>>

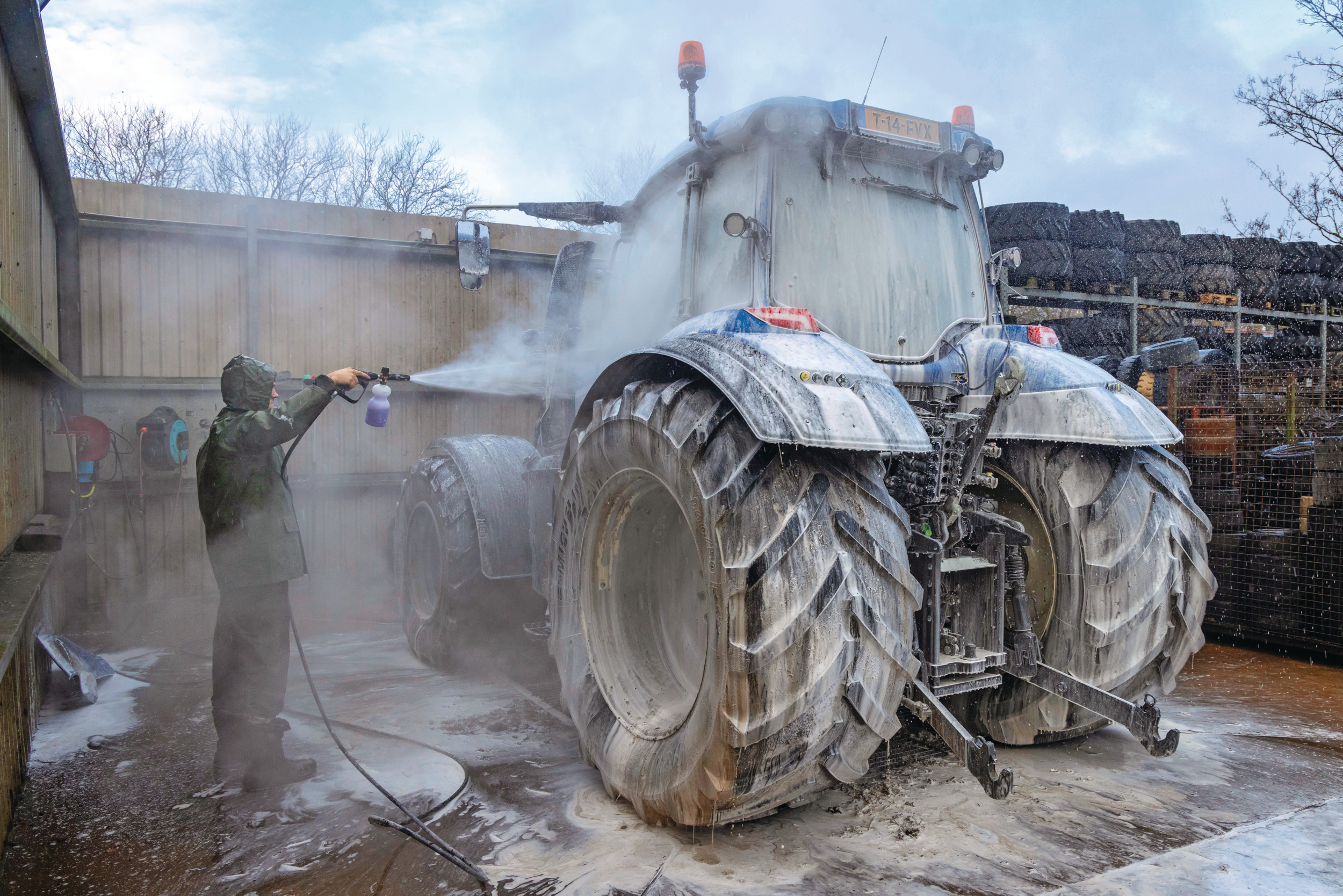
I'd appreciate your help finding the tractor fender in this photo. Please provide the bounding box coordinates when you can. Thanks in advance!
[891,325,1183,447]
[424,435,536,579]
[575,309,932,451]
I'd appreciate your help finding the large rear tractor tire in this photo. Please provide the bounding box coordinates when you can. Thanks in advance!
[392,437,540,669]
[956,442,1217,744]
[548,380,921,825]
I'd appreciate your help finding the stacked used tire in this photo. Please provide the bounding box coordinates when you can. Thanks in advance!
[1041,314,1128,367]
[1232,236,1283,308]
[1068,208,1128,293]
[1320,246,1343,312]
[1179,234,1236,301]
[1272,242,1324,312]
[1124,219,1185,298]
[985,203,1073,289]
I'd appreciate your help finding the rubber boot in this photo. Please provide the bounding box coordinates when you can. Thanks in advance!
[243,719,317,790]
[215,712,252,781]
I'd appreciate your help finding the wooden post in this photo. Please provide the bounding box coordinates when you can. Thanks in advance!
[1128,277,1138,355]
[1166,364,1179,429]
[243,206,261,357]
[1233,290,1241,372]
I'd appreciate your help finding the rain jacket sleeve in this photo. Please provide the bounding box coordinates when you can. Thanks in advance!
[234,386,332,453]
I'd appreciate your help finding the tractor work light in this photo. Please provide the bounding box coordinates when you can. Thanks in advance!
[1026,324,1058,348]
[746,305,817,333]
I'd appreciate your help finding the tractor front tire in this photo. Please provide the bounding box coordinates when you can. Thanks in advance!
[392,446,540,669]
[548,379,920,825]
[954,442,1217,744]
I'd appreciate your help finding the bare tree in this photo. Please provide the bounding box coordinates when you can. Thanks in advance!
[1224,0,1343,243]
[341,122,478,218]
[64,104,477,216]
[61,102,203,187]
[200,113,349,201]
[560,144,658,234]
[1222,196,1303,243]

<<

EXERCISE DIRECTIONS
Copy the lines of the items from the one containing "I'd appreciate your help finding the tractor work" through the one containing "[954,442,1217,744]", word for word.

PROBLEM SOLUTION
I'd appreciate your help finding the tractor work light in this photo. Please provide the bounding box coordinates when you can. Thanks in advance!
[1026,324,1058,348]
[746,305,817,333]
I'd appreciate your help finding the tractor front tire in this photo. Please provide the bounding box coordinates when you can. Thanks in advance!
[392,446,540,669]
[548,379,920,825]
[954,442,1217,744]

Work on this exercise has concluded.